═══ Text provided

# Who's Been to Hawaii?



## FishingCop (Aug 4, 2015)

Planning a trip to Hawaii in May. Got tons of websites and different info on what to see, what to do and where to go on what islands, etc. 

So, who has been there that can provide first hand info on "what to see/do/where, etc.?)

Probably going for 10 days - already plan on Oahu for several days, Big Island 2-3 days, maybe Kauai (which has lots of scenery and the canyon). Any other recommendations?

Need some inside info on hotels, resorts, condo rentals, etc. Some inside info on good/bad things to do and see. Any info on flights between islands and/or flights to Hawaii and back to the mainland.

Thanks in advance for your insight.

Joe


----------



## bobberboy (Aug 4, 2015)

In 1972 I was stationed in CA and was sent TDY to Okinawa from where we flew missions over VietNam. We stopped in Hawaii to refuel both to and returning from our TDY assignment. Out unit was somewhat notorious for lax military deportment while on temporary duty and each time the crew in Okinawa rotated out and back to CA it was met at the airport by an officer stationed in Hawaii. The officer was known to us as "Colonel Haircut" because each time out unit passed through Hawaii he waited at the plane at the bottom of the stairs and pointed the way to the barber shop to those of us who required its services. I spent my time in Hawaii in the barber shop. Don't know if this really counts. I remember as a kid seeing a National Geographic magazine with a photo of an orchid growing on a wooden fence post. I knew even then that it was the right place to be. My son is moving there in about three months to begin a new life. I hope his dad has the good sense to follow...


----------



## FishingCop (Aug 4, 2015)

bobberboy said:


> In 1972 I was stationed in CA and was sent TDY to Okinawa from where we flew missions over VietNam. .............................. My son is moving there in about three months to begin a new life. I hope his dad has the good sense to follow...




Well, all I can say is that you always had a "High & tight"  Thank you for your service and *Welcome Home*... I too did a tour, February (Tet) 1968 - February (pre-Tet) 1969.. Ha, how I got an 11 day early flight out is another story - and probably saved my life  

I too hope you have enough good sense to follow your son?


----------



## Jim (Aug 5, 2015)

Its on the bucket list!


----------



## canadian omc (Aug 7, 2015)

My wife and I went in June 2013 and stayed at the Ohana East which is about 2 blocks from Waikiki beach.

══════
═══ Supplied entries

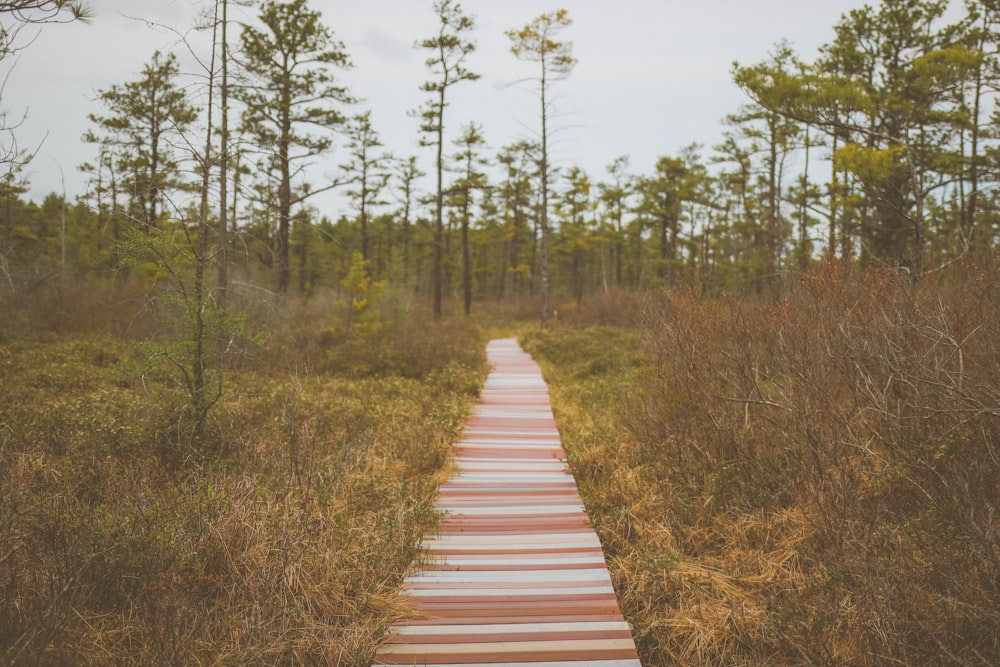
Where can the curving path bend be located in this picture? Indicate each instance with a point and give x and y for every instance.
(516, 576)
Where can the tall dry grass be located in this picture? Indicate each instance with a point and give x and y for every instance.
(279, 537)
(811, 482)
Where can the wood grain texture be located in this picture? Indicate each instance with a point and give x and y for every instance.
(516, 575)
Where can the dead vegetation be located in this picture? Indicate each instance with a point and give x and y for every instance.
(280, 536)
(810, 482)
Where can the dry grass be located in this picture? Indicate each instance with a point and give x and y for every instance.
(813, 482)
(280, 538)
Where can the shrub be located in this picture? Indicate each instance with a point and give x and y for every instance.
(813, 481)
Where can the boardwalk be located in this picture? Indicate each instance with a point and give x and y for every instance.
(516, 575)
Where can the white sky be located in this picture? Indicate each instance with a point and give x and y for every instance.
(653, 75)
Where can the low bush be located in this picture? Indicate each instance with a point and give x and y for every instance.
(281, 537)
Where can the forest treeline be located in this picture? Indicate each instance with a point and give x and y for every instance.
(881, 148)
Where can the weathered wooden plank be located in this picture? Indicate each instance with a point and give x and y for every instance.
(516, 574)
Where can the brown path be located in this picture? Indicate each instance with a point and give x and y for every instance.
(516, 574)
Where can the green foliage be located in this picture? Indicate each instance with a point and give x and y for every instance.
(362, 314)
(837, 445)
(191, 353)
(286, 547)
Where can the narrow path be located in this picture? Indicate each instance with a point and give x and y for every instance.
(516, 574)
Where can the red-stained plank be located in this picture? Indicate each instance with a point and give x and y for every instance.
(515, 573)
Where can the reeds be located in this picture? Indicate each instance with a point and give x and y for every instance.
(280, 537)
(808, 482)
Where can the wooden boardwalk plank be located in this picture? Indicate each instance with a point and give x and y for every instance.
(516, 574)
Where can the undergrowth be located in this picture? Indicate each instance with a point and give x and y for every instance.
(279, 537)
(809, 482)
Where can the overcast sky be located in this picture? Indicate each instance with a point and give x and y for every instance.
(652, 76)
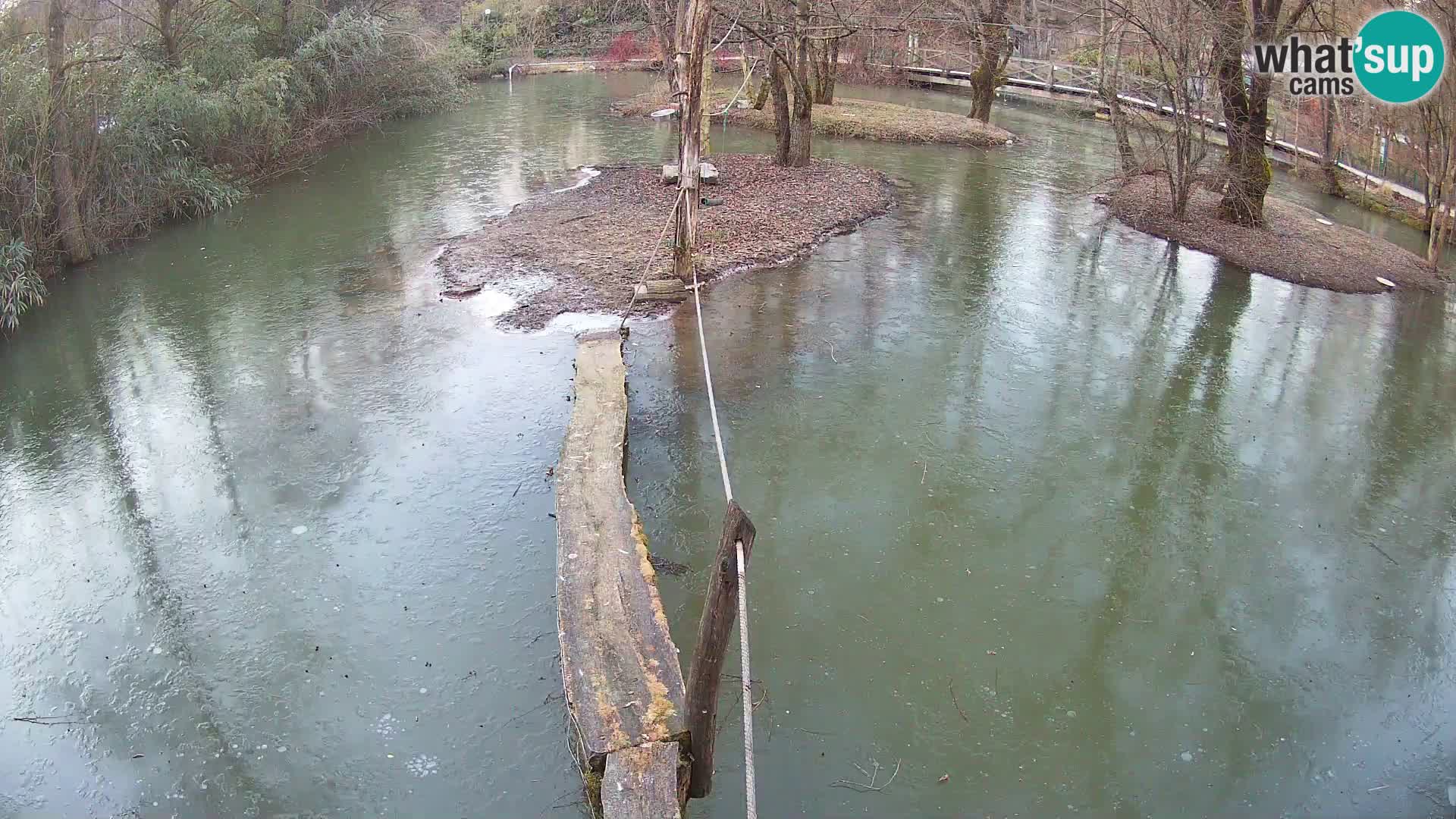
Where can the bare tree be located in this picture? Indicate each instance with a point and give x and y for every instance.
(1247, 101)
(74, 243)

══════

#### Work instructions:
a: In the Hawaii forum thread, what name did bobberboy's unit give the officer who met them at the plane in Hawaii?
b: From the Hawaii forum thread, write out the part that opens with the words containing "Probably going for" and closes with "to the mainland.".

#### Task-by-task answers:
a: "Colonel Haircut"

b:
Probably going for 10 days - already plan on Oahu for several days, Big Island 2-3 days, maybe Kauai (which has lots of scenery and the canyon). Any other recommendations?

Need some inside info on hotels, resorts, condo rentals, etc. Some inside info on good/bad things to do and see. Any info on flights between islands and/or flights to Hawaii and back to the mainland.